DOCUMENT EXTRACT:
++++++

That's a case that went to the Supreme Court really consider the question of whatever individuals alleging that he's been impeach for reasons that are outside the Constitution -- is the Supreme Court allowed to step in? The court was really clear in that case. That, no, this is a political question. This is a power that has committed exclusively to Congress that we do not have the authorities to step in.
Now President Trump might, and certainly individuals like Alan Dershowitz have suggested that he should attempt to relitigate that before the court. That said, this is a relatively well settled matter of law. And I think it's a real long shot to think that he could get anyone's mind on the current court to change on that proposition.
LEMON: So, Michael, this was a surprise to most people. Hillary Clinton's op-ed. I want to talk about that now. She talks next steps after the Mueller report.
[23:10:00] She acknowledges that while many won't view her as the right messenger here. She points out that her unique position as the target of Russia's election interference that her experience as a Hill lawyer during Watergate, as first lady during her husband's impeachment, as a New York senator during 9/11, and as a secretary of state, she says well, I'm relying on that experience and here is why I'm writing it.
She says, "Congress should hold substantive hearings that build on the Mueller report and fill in its gaps, not jump straight to an up or down vote on impeachment." So, she says it doesn't have -- have to be immediate impeachment, Michael, or immediate impeachment or nothing that Congress should still investigate. What do you think?
KRUSE: I think that's, you know, who am I to say whether that's the right thing to do here or not. What I will say though, is that the delay tactics here for Trump I think are going to be very helpful. And Trump is at his most effective. This has always been the case.
Trump he's been at his most effective when he's fighting and if he doesn't have a legitimate fight, he creates a fight. He doesn't have to create a fight here. It's coming to him. It has been on him for the entirety of his administration.
But now more than ever before, he has been very adept at using fights as fuel. And so, I think the political calculations are what they are. But know what you are dealing with here and a fight has never not been a good thing for Donald Trump.

++++++

EXCERPTED DATA:
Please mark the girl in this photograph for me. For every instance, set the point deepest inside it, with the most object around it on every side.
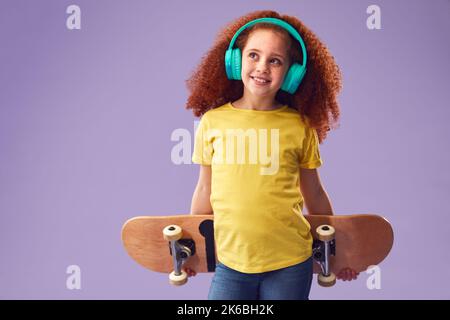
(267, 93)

++++++

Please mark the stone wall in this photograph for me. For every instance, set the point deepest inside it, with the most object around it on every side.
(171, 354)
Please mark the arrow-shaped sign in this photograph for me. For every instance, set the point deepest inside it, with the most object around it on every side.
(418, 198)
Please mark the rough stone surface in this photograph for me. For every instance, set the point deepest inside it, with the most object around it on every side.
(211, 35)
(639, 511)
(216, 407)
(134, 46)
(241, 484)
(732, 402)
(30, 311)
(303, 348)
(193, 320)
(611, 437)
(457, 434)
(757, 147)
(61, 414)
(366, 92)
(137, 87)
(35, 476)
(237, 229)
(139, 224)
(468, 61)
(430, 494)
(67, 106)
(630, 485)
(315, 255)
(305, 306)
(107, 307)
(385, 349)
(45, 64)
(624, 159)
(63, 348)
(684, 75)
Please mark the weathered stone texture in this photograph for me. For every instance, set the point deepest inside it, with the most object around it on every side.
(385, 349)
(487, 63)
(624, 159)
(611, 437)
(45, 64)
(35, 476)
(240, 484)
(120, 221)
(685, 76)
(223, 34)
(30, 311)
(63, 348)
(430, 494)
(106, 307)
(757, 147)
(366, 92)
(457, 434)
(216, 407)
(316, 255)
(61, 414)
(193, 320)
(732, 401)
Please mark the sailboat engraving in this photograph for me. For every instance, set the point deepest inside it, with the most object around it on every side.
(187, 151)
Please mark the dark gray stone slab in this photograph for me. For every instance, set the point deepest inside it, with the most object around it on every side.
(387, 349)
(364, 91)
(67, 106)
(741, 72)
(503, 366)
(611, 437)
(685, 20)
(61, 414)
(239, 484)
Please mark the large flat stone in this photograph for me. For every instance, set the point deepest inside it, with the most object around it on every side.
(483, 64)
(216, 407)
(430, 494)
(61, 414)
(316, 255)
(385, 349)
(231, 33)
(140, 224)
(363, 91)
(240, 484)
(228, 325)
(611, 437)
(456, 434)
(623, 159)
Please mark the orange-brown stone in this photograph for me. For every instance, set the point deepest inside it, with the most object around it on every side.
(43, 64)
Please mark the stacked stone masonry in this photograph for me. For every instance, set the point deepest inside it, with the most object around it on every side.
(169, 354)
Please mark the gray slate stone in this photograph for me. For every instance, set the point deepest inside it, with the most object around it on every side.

++++++

STATED TASK 1:
Answer these about the impeachment transcript, one per line:
(a) According to the court's ruling, what kind of question is impeachment?
(b) Who is named as having suggested that President Trump try to relitigate that matter before the court?
(c) What does the Clinton op-ed say Congress should do instead of jumping straight to an up or down vote on impeachment?
STATED TASK 2:
Take the impeachment transcript further, starting right after its final sentence.
The lines come from another source.

OUTPUT 1:
(a) A political question, a power committed exclusively to Congress.
(b) Alan Dershowitz.
(c) Hold substantive hearings that build on the Mueller report and fill in its gaps.

OUTPUT 2:
LEMON: Michael, Susan, Harry, thank you much.
Are women of color the key to winning the Democratic nomination. We're going to tell you what the leading candidate said today, that's next.
[23:15:00] (COMMERCIAL BREAK)
LEMON: So, listen to this, women of color could be the key in the battle for the 2020 Democratic nomination. And today, eight of the candidates took part in she the people presidential forum. Here is what some of them said about those voters.
(BEGIN VIDEO CLIP)
SEN. ELIZABETH WARREN (D-MA), PRESIDENTIAL CANDIDATE: Women of color are the heart and soul of the Democratic Party, and heart and soul of our nation. They're critically important.
SEN. CORY BOOKER (D-NJ), PRESIDENTIAL CANDIDATE: The question you are going to hear is why I pledge to have a woman running mate. I will have a woman running mate. To me, it's really clear that we do that.
PRESIDENTIAL CANDIDATE: Women alone in this country are paid 86 cents on average what a man is paid for the same job, but African-American women 61 cents of what a man is paid. Latinas, 53 cents of what a man is paid.
UNIDENTIFIED FEMALE: Why should women of color choose you as the nominee for president?
SEN. KAMALA HARRIS (D-CA), PRESIDENTIAL CANDIDATE: Because of my track record, my entire life of focusing on women of color, be it in terms of health care. I am a leader on the issue of maternal mortality.
(END VIDEO CLIP)
LEMON: So, let's discuss all of this now. Mia Love is here. She is a former Republican congresswoman from Utah. Joe Trippi is a Democratic consultant, and Helaine Olen, an opinion contributor for "|The Washington Post." Why did I just sound like I was introducing a prize award. But here we are.
Thank you -- thank you, all.
Listen, I thought it was fascinating listening to all of those sound bites. Good evening one and all. Mia, I'm going to start with you. I know you're a Republican. But clearly at this forum, these candidates are showing that they know that women and women of color, in particular are key to winning the nomination.
MIA LOVE, CNN POLITICAL COMMENTATOR: Well, you know, I think that this is one of the things that I have been pushing Republicans to do. Get out and speak to the black community, talk about you polices and why they're good for black Americans.
You know, it's one of the things I really wish that more Republicans would do. But it was really interesting to see their take on this. Listening to Cory Booker saying I vow to have a woman as my number two. I don't know but that didn't rub me, it didn't rub me the right way.
I always, you know, I see him as saying, hey, look, we can look at women, and they could be number two. I think Kamala Harris is doing a decent job speaking to women of color. Obviously, all of her policies have spoken to women of color.
I think one of the people that I thought was really that we should watch out for is Tulsi Gabbard. Tulsi is really well-liked on both sides of the aisle. She has great friends. I mean, I've spoken to her, she's a great friend of mine. I really like her policies. I like the fact that she's worked with people. She's pretty reasonable.
If that can translate to the broader America then I think that she has a really good chance of doing well. But I think that that's going to be key obviously --
LEMON: OK.
LOVE: -- when it comes to the Democrat nominees for president.
LEMON: So, Helaine, I know you feel a certain kind of way about people saying, you know, promise that my, person on my ticket is going to be a woman.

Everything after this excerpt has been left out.